** Exercise **
Proceed with the passage on predicting the punching shear strength of FRP-RC beams, continuing it directly after its final sentence.
━━━ Source excerpt ━━━
This paper aims to predict the punching shear strength (PSS) of FRP-RC beams using the RF model optimized by three metaheuristic algorithms (ALO, MFO, and SSA). The predictive performance of these hybrid models was compared and the best one was selected to predict the PSS of FRP-RC beams. The paper is organized as follows: Section 2 presents the three metaheuristic algorithms coupled with the RF model. Then, the preparation of the punching shear strength database for FRP-RC beams, the data processing, and the model evaluation metrics and interpretation methods are described in Section 3. Section 4 presents the predictive performance of the models and compares their performance. In this Section, feature importance analysis is adopted for the interpretation of model prediction performance. Finally, Section 5 summarizes the findings of the study and provides recommendations for future research.
━━━ Given records ━━━
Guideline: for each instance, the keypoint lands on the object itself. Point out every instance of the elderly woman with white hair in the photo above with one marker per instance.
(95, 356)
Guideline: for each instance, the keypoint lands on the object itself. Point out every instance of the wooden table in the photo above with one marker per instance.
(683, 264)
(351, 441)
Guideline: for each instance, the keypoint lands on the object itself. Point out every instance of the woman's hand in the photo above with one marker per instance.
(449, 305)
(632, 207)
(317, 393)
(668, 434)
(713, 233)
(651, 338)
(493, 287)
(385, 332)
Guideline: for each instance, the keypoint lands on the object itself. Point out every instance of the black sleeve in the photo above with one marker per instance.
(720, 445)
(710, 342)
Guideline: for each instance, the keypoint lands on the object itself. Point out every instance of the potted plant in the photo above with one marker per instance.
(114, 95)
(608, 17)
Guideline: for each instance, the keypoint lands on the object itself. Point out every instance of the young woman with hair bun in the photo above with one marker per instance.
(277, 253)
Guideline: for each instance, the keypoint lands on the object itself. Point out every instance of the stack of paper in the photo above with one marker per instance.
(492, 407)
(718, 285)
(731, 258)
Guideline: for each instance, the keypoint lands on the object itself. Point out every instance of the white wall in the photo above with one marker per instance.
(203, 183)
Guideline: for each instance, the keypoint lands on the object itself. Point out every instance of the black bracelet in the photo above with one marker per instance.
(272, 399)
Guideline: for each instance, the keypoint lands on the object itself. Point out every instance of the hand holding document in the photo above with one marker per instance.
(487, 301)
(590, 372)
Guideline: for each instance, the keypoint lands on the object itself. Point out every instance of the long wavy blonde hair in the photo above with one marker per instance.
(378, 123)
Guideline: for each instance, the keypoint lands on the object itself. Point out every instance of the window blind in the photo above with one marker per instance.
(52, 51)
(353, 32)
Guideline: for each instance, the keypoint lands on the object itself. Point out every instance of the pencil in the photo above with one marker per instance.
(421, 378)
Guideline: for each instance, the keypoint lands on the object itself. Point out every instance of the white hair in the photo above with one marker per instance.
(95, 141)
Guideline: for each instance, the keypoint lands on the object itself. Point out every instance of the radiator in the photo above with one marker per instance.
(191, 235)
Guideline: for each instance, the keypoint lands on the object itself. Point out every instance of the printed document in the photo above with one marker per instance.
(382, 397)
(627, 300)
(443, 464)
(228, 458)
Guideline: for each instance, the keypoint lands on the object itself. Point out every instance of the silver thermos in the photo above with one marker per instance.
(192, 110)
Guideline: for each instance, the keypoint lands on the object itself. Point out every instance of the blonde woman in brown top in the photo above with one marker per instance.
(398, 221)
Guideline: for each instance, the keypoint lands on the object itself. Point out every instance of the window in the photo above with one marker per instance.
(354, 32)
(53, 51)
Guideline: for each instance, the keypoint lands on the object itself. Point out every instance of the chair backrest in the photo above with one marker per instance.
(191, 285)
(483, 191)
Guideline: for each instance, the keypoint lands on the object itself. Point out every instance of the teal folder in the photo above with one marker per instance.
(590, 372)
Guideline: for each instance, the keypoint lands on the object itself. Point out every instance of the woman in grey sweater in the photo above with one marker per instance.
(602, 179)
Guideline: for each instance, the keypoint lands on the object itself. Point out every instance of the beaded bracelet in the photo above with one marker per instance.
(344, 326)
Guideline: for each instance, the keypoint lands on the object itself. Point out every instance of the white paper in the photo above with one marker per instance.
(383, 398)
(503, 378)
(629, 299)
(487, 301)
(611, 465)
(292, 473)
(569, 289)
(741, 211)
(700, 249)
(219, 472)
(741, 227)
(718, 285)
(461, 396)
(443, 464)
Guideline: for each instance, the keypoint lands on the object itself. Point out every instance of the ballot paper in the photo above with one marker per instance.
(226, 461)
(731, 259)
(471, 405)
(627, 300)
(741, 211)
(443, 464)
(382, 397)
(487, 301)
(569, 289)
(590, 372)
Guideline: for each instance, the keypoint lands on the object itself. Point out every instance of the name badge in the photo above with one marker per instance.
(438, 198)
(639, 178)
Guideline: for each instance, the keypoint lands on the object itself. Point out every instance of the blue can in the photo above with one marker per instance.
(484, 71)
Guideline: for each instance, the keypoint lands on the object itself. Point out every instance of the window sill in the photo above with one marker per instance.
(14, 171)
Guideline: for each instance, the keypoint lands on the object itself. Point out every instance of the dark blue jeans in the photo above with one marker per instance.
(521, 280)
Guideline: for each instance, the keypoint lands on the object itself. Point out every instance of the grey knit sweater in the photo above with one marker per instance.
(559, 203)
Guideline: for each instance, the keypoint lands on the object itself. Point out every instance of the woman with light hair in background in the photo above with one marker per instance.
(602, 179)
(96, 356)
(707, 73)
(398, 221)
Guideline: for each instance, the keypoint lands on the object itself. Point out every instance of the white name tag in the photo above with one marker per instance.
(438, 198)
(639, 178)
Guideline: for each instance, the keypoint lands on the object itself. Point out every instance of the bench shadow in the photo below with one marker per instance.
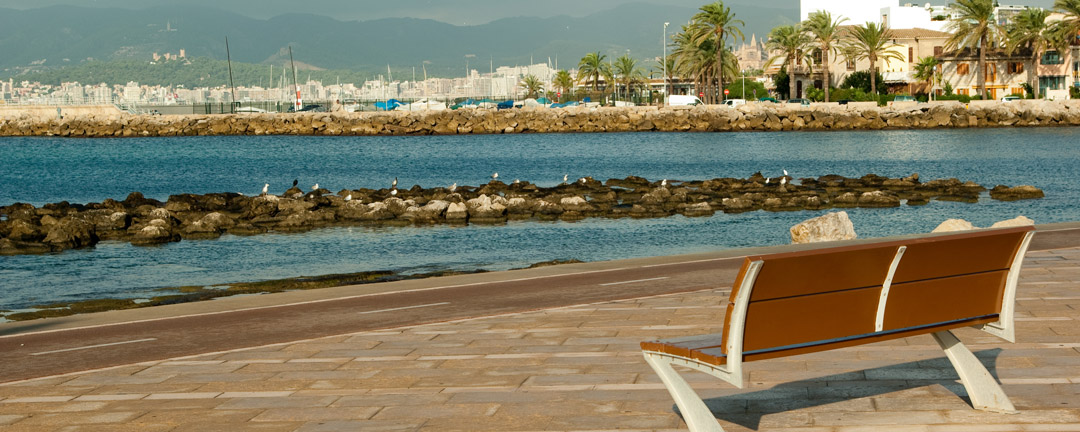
(747, 408)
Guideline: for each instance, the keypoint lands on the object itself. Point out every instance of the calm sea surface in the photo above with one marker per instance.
(39, 171)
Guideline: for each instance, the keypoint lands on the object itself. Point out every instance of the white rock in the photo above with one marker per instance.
(826, 228)
(1016, 221)
(955, 225)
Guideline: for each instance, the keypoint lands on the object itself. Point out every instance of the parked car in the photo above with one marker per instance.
(312, 107)
(682, 100)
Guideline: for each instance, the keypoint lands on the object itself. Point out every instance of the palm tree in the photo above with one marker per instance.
(592, 67)
(926, 70)
(626, 69)
(790, 44)
(720, 23)
(871, 41)
(1029, 29)
(532, 85)
(666, 66)
(563, 81)
(827, 34)
(973, 26)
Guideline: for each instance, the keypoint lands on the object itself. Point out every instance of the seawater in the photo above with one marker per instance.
(39, 171)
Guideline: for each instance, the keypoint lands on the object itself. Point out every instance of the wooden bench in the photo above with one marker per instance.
(799, 302)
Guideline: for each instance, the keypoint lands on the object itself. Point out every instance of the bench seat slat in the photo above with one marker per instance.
(711, 353)
(936, 300)
(799, 320)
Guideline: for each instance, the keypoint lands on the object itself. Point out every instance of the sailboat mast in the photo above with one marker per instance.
(296, 86)
(228, 56)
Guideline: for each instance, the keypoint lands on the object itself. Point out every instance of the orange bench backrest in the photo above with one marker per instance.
(815, 300)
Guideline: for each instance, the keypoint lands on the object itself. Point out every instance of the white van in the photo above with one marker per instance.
(682, 100)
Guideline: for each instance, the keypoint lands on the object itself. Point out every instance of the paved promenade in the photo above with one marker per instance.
(578, 368)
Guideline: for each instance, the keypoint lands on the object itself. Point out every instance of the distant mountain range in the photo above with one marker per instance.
(58, 37)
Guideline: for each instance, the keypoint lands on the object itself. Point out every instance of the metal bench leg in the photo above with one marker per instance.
(694, 413)
(982, 388)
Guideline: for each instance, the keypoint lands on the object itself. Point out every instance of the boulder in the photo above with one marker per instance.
(954, 225)
(826, 228)
(575, 204)
(1016, 221)
(156, 232)
(878, 199)
(1021, 192)
(71, 232)
(457, 213)
(698, 210)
━━━
** Result of the task **
2. Methodologies

2.1. Random Forest

The random forest algorithm is a versatile and widely used ensemble learning technique in the field of machine learning and data science. It was first introduced by Leo Breiman in 2001 [36], combining the strengths of multiple decision tree models to improve overall accuracy and robustness [48], as shown in Figure 1. The key principle behind the random forest algorithm is the creation of numerous decision trees during the training phase, which then vote collectively to make a final prediction:

(a)

Bagging: The algorithm employs a technique known as bootstrap aggregating, or “bagging.” This process involves constructing multiple decision trees by randomly sampling the training data with replacement, which results in a diverse set of trees;

(b)

Feature randomness: At each node of the decision tree, the algorithm selects a random subset of features rather than using all features to make a split. This approach introduces additional randomness and further diversifies the individual trees, making the final model more robust;

(c)

Voting mechanism: During the prediction phase, each tree in the random forest contributes its independent decision, and the final prediction is determined by a majority vote among the trees. This ensemble approach reduces the risk of overfitting and improves the generalization capabilities of the model.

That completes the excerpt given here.